#### Input rows ####
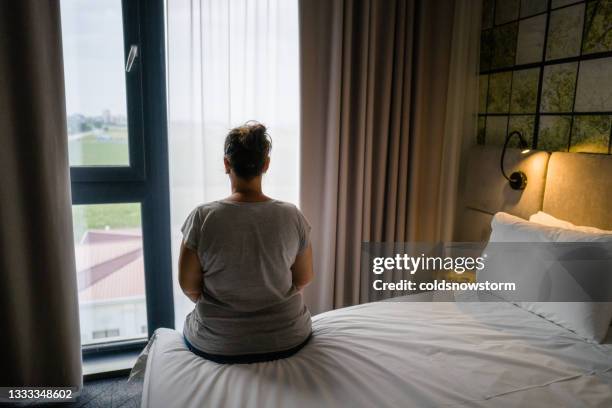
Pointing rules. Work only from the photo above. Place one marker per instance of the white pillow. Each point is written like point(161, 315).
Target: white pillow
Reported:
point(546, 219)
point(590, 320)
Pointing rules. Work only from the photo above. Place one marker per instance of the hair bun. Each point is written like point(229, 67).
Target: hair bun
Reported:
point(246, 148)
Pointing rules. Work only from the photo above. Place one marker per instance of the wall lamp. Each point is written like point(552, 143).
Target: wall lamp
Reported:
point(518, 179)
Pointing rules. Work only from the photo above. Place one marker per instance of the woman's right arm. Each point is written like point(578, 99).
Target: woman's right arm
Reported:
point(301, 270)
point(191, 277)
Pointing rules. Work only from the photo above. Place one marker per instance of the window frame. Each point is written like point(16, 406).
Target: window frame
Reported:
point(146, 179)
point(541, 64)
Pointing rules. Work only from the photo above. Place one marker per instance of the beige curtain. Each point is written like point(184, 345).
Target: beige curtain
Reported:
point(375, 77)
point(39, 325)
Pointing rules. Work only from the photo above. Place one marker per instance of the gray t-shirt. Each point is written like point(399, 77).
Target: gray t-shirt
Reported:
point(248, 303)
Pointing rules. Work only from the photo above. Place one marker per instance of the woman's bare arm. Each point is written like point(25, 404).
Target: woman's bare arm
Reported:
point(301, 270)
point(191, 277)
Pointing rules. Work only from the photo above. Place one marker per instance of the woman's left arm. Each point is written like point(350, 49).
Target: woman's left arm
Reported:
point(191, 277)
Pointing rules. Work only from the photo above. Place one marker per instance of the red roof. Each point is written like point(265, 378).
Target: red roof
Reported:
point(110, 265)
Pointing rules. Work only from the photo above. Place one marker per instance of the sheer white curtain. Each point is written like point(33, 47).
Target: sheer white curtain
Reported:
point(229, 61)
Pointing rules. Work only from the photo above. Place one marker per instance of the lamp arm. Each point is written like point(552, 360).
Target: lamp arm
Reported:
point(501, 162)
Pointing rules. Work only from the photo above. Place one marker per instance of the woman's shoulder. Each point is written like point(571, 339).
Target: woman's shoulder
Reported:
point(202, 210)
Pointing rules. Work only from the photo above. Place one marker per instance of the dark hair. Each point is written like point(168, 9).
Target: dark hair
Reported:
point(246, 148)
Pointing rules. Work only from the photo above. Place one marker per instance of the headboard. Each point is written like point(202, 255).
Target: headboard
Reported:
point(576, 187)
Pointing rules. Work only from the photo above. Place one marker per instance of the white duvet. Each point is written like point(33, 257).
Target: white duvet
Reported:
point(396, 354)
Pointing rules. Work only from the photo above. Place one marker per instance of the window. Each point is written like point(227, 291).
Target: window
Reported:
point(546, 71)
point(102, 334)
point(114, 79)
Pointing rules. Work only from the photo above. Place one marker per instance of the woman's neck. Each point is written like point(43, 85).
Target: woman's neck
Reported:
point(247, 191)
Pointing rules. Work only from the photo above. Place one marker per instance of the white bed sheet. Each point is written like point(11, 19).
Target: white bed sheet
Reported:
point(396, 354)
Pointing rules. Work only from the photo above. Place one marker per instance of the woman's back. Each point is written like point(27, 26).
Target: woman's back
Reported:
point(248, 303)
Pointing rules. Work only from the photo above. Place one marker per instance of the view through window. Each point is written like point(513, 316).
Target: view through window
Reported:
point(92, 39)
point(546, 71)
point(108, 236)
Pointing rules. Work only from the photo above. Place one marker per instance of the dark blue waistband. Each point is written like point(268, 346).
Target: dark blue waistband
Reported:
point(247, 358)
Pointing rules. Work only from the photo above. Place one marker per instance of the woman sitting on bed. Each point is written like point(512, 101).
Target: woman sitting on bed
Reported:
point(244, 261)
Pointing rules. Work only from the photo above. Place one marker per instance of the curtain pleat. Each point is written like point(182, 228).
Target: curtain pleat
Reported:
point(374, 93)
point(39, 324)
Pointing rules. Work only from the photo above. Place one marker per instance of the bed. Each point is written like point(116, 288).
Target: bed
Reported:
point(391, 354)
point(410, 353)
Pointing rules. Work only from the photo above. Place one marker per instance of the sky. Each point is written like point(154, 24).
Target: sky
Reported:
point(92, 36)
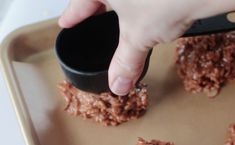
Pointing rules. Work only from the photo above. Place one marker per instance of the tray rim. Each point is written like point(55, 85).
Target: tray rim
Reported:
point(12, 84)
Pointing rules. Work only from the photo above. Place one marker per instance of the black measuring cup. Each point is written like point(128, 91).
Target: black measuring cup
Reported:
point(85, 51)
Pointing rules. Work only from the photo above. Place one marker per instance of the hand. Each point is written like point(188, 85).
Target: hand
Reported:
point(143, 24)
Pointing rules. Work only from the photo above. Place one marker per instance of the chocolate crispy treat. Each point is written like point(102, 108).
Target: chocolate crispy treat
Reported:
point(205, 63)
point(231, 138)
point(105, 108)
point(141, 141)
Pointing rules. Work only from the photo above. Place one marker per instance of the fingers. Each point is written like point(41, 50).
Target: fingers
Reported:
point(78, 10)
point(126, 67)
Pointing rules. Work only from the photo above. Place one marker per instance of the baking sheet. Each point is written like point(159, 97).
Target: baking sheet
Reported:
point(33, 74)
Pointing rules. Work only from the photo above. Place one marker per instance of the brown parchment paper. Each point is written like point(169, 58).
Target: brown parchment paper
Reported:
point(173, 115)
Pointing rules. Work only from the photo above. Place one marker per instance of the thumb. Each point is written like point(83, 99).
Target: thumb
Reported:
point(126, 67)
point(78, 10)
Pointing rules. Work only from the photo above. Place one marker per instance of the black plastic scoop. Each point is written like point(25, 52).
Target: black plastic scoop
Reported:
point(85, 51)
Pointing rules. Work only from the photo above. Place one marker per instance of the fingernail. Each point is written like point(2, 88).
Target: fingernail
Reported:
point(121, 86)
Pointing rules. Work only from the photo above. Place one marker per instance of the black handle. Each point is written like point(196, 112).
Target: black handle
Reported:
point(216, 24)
####
* **What the task requires**: Copy the lines of the listing word for word, starting at the line that contains "like point(571, 339)." and ending at the line that contains "point(576, 187)", with both of those lines included.

* **Task answer**:
Pointing rules. Work only from the photo above. Place one marker per instance of the woman's shoulder. Each point is written like point(571, 339).
Target: woman's shoulder
Reported:
point(202, 210)
Pointing rules. Work only from the photo above. Place one marker per instance of the dark hair. Each point is written like point(168, 9).
Target: dark hair
Reported:
point(246, 148)
Pointing rules. Work only from the photo above. Place one marker per instance of the headboard. Each point is written like point(202, 255).
Target: headboard
Reported:
point(576, 187)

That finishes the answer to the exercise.